[Begin]
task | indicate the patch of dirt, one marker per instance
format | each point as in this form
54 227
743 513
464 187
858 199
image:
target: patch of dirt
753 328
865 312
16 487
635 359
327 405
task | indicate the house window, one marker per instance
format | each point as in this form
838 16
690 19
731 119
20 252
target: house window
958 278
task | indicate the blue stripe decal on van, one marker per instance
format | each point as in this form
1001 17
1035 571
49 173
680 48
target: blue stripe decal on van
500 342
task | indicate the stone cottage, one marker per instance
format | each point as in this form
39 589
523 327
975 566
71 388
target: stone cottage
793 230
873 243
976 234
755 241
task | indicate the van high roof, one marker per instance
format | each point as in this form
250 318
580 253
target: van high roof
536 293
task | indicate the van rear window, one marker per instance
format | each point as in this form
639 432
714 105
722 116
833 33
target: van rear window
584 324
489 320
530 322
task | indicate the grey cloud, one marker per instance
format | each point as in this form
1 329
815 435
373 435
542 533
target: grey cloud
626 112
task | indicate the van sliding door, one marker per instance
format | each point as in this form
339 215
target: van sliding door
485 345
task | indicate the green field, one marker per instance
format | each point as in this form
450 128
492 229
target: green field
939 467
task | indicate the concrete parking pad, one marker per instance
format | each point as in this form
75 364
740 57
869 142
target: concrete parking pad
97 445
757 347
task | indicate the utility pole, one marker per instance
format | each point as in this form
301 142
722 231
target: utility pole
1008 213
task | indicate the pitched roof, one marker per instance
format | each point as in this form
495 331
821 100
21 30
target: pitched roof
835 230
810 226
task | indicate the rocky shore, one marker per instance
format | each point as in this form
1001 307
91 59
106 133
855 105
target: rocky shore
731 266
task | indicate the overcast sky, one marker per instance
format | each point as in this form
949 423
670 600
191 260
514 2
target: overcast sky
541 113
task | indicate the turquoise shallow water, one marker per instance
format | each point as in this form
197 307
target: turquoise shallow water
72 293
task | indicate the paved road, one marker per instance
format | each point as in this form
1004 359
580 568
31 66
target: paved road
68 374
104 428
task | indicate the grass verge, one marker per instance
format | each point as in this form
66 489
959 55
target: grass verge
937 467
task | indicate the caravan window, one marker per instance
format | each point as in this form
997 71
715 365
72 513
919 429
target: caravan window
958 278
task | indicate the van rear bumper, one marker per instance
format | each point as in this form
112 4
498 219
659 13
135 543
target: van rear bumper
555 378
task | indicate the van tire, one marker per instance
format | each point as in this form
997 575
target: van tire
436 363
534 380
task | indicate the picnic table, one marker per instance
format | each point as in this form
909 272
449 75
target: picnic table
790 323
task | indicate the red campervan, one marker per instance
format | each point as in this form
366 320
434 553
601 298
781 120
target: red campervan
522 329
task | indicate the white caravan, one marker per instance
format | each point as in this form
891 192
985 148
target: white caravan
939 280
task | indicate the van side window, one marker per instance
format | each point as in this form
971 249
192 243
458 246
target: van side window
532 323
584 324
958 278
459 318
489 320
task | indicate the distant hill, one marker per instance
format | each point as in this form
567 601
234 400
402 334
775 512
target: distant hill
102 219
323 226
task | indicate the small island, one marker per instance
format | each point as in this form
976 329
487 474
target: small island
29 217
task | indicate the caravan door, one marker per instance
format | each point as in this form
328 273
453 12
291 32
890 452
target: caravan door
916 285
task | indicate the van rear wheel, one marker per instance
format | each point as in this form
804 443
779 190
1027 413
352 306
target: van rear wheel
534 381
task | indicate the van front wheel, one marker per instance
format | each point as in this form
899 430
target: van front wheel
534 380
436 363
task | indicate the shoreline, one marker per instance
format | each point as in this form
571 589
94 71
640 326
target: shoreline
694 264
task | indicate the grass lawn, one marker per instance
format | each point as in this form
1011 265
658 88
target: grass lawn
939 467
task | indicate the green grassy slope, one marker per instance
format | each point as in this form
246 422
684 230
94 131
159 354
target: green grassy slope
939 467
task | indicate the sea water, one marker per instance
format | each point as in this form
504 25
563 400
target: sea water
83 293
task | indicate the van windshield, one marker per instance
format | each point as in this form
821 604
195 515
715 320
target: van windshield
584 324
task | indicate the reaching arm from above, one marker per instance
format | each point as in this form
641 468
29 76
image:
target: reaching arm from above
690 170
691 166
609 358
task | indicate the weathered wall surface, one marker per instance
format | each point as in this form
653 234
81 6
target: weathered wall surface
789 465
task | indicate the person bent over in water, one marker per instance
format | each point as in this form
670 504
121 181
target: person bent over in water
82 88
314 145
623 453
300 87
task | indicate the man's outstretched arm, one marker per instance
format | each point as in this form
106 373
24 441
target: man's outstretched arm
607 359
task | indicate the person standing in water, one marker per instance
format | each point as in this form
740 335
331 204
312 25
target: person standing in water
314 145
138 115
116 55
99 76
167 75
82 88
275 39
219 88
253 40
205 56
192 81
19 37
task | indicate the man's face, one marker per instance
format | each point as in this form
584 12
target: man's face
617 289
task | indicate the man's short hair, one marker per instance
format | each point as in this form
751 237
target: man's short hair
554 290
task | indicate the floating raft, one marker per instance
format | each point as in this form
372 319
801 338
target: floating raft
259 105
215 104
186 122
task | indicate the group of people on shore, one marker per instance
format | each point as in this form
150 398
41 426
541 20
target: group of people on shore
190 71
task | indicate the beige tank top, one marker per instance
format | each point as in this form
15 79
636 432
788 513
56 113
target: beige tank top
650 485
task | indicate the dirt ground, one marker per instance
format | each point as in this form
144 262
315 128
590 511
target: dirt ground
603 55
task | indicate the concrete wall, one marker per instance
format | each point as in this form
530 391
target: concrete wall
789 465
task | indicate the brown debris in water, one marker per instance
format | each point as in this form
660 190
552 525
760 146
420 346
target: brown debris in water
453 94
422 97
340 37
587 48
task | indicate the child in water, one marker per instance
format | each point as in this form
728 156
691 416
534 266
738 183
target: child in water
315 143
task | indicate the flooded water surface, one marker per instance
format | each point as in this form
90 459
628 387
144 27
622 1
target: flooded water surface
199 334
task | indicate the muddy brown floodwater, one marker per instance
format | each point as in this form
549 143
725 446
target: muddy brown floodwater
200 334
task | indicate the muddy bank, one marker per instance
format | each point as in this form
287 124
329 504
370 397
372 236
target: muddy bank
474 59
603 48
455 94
[End]
◆ **GOAL**: Copy all of the material word for word.

◆ **RESPONSE TO THIS EXERCISE**:
task | indicate the patch of dirt, one marker per instance
format | each point as in this form
54 227
743 513
464 187
858 199
image:
target: patch of dirt
753 328
865 312
16 487
635 359
327 405
task | indicate the house window, one marker per instance
format | each point as in this form
838 16
690 19
731 119
20 252
target: house window
958 278
task | indicate the blue stripe decal on van, one marker per instance
format | each point as in this form
1001 17
1035 571
49 173
680 48
target: blue stripe decal on van
500 342
task | indicate the stone cottage, one marker per instance
format | each point as in this form
39 589
523 327
975 566
71 388
target: stone cottage
793 230
873 243
976 234
755 241
task | indicate the van high roof, one marker per instance
format | each point as in this form
250 318
580 253
target: van high roof
536 293
task | indicate the van rear window, one marker per instance
format | each point as in this form
639 432
714 105
722 116
833 33
target: van rear window
584 324
489 320
530 322
task | indicate the grey cloud, one marker per instance
format | each point as in this form
1 329
815 435
373 435
542 533
target: grey cloud
626 112
task | indicate the van sliding door, one marker per instance
format | each point as in this form
339 215
target: van sliding door
485 345
task | indicate the green field, one marker per instance
format | each point as in this form
450 128
492 229
target: green field
939 467
task | indicate the concrete parking pad, one marker per instance
format | each point as in this form
75 364
740 57
869 142
target: concrete parking pad
97 445
757 347
task | indicate the utility pole, one marker per instance
format | each point as in this form
301 142
722 231
target: utility pole
1008 213
task | indicate the pitched roof, one marker per instance
format | each point as in this form
495 331
821 100
21 30
target: pitched roof
835 230
810 226
task | indicate the rocky shore, one marker per instance
format | each point as in this form
1001 307
91 59
106 133
855 105
target: rocky shore
731 266
task | indicate the overcast sky, one marker per instance
format | each point as in this form
949 423
670 600
191 260
514 2
target: overcast sky
541 113
task | indicate the turquoise shallow water, one marker per instance
format | each point as in this form
197 307
target: turquoise shallow water
72 293
task | indicate the paved road, one marker per instance
format | each point as in this form
1004 359
580 568
31 66
target: paved road
68 374
104 428
task | indicate the grass verge, one marker per instance
format | each point as in this form
66 489
959 55
target: grass verge
937 467
task | indicate the caravan window, one marker per instance
format | each point as in this form
997 71
715 365
72 513
919 429
target: caravan window
958 278
task | indicate the van rear bumper, one marker per instance
format | each point as in this form
112 4
498 219
659 13
135 543
target: van rear bumper
555 378
task | indicate the van tire, one marker per instance
format | each point as in this form
997 575
target: van tire
436 363
534 380
task | indicate the picnic table, one marker per instance
format | each point as in this form
909 272
449 75
target: picnic table
790 323
task | indicate the red campervan, one marker per instance
format | each point as in this form
366 320
434 553
601 298
781 120
target: red campervan
522 329
task | indicate the white caravan, one marker per instance
format | each point as in this form
891 192
985 148
target: white caravan
939 280
task | indicate the van side window, one marker per instance
format | each point as in this form
971 249
192 243
458 246
target: van side window
532 323
584 324
958 278
459 318
489 320
task | indicate the distant hill, one marker per instance
format | each point as in this form
567 601
234 400
402 334
775 512
target: distant hill
102 219
323 226
task | indicate the small island, one marker per instance
format | each point as in this form
976 329
487 474
target: small island
29 217
task | indicate the caravan door, one marker per instance
format | each point as in this form
328 273
453 12
291 32
890 452
target: caravan door
916 285
task | indicate the van rear wheel, one marker per instance
format | each point as in this form
804 443
779 190
1027 413
352 306
target: van rear wheel
534 381
task | indicate the van front wheel, one marker per instance
format | each point as in this form
899 430
target: van front wheel
534 380
436 363
task | indicate the shoreline, one marker per instance
format | each point as in this form
571 589
94 71
640 326
target: shoreline
694 264
task | indicate the grass lawn, one marker per instance
format | each point as in this form
1011 265
658 88
target: grass lawn
939 467
task | indicate the green grassy slope, one marker per instance
format | each point as in this form
246 422
684 230
94 131
159 354
target: green grassy slope
939 467
task | indicate the sea water, one marker per instance
format | each point as in this form
504 25
563 400
target: sea water
83 293
task | indicate the van windshield, one marker per instance
format | each point as in this form
821 604
195 515
715 320
target: van windshield
584 324
task | indicate the reaching arm from above, one marker per instance
format | each point as in this form
641 468
29 76
image:
target: reaching arm from above
690 170
691 166
609 358
task | indicate the weathered wall surface, one marker per instance
format | each point as in this form
653 234
81 6
target: weathered wall surface
789 465
task | indicate the person bent over in water, one marker per instance
format | each point as in this form
670 504
121 181
target: person bent over in water
82 88
314 145
623 453
300 87
task | indicate the man's outstretched arm, one marker per instance
format | each point as in this form
106 373
24 441
target: man's outstretched arm
607 359
task | indicate the person standing in water, one marker per instance
format | each point as in this form
740 335
331 204
312 25
target: person standing in water
314 145
138 115
116 55
99 76
167 75
82 88
275 39
219 88
253 40
205 56
192 81
19 37
task | indicate the man's face, one marker per instance
format | each point as in this form
584 12
target: man's face
617 289
task | indicate the man's short hair, one marker per instance
format | each point as in this form
751 237
target: man's short hair
554 290
task | indicate the floating raft, one marker per instance
format | each point as in this form
372 319
801 338
target: floating raft
259 105
215 104
186 122
task | indicate the group of people on shore, one marker per instance
format | each point as in this form
150 398
41 426
541 20
target: group of people on shore
190 71
task | indicate the beige tank top, one marker per instance
format | each point as in this form
15 79
636 432
788 513
56 113
target: beige tank top
650 485
task | indicate the dirt ground, one marker per instance
format | each point as in this form
144 262
315 128
590 511
target: dirt ground
603 55
task | indicate the concrete wall, one marker per instance
format | each point as in this form
530 391
target: concrete wall
789 465
task | indicate the brown debris in water, one marker per instance
format | each point as in this form
660 190
552 525
760 146
420 346
target: brown debris in water
453 94
422 97
340 37
587 48
task | indicate the child in water, one marker per instance
format | each point as in this form
728 156
691 416
534 266
738 183
target: child in water
315 143
task | indicate the flooded water surface, one marker per instance
format | each point as in this form
90 459
628 387
144 27
622 1
target: flooded water surface
199 334
task | indicate the muddy brown floodwater, one marker per instance
format | each point as in this form
549 143
725 446
target: muddy brown floodwater
200 334
task | indicate the muddy bank, one marker per instance
format | each point as in this form
287 124
329 504
370 397
372 236
target: muddy bank
474 59
603 48
455 94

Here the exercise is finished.